Action item:
For every line below, restate it exactly and drop the images.

──────── Material provided ────────

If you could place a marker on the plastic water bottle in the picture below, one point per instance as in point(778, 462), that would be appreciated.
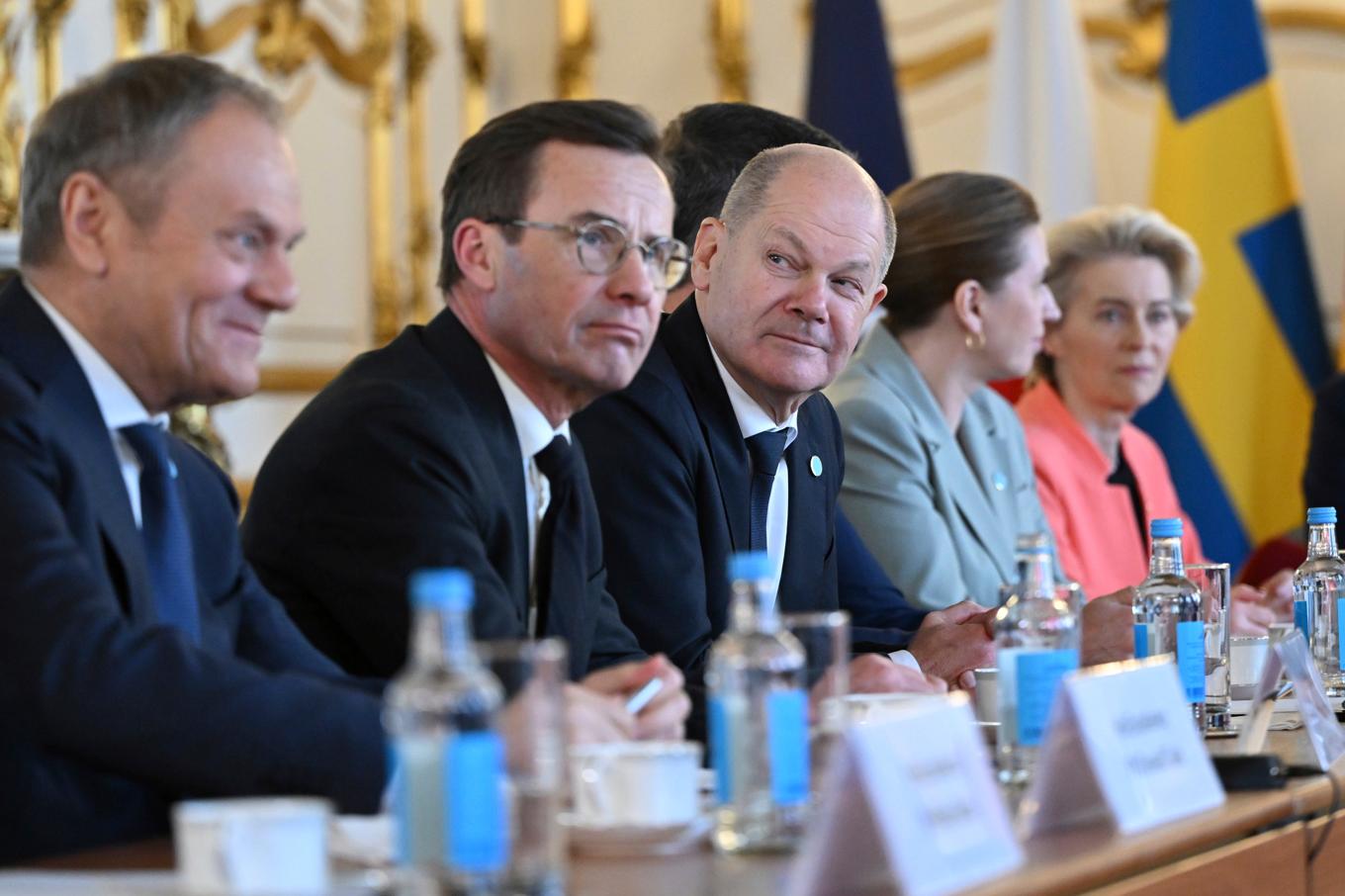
point(440, 715)
point(1318, 592)
point(1168, 615)
point(1035, 646)
point(757, 682)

────────

Task result:
If you could place a marker on the plastic water bottle in the picture below, one point per instance as in point(778, 462), that would be appreciated.
point(440, 715)
point(1318, 592)
point(1168, 615)
point(1035, 646)
point(757, 682)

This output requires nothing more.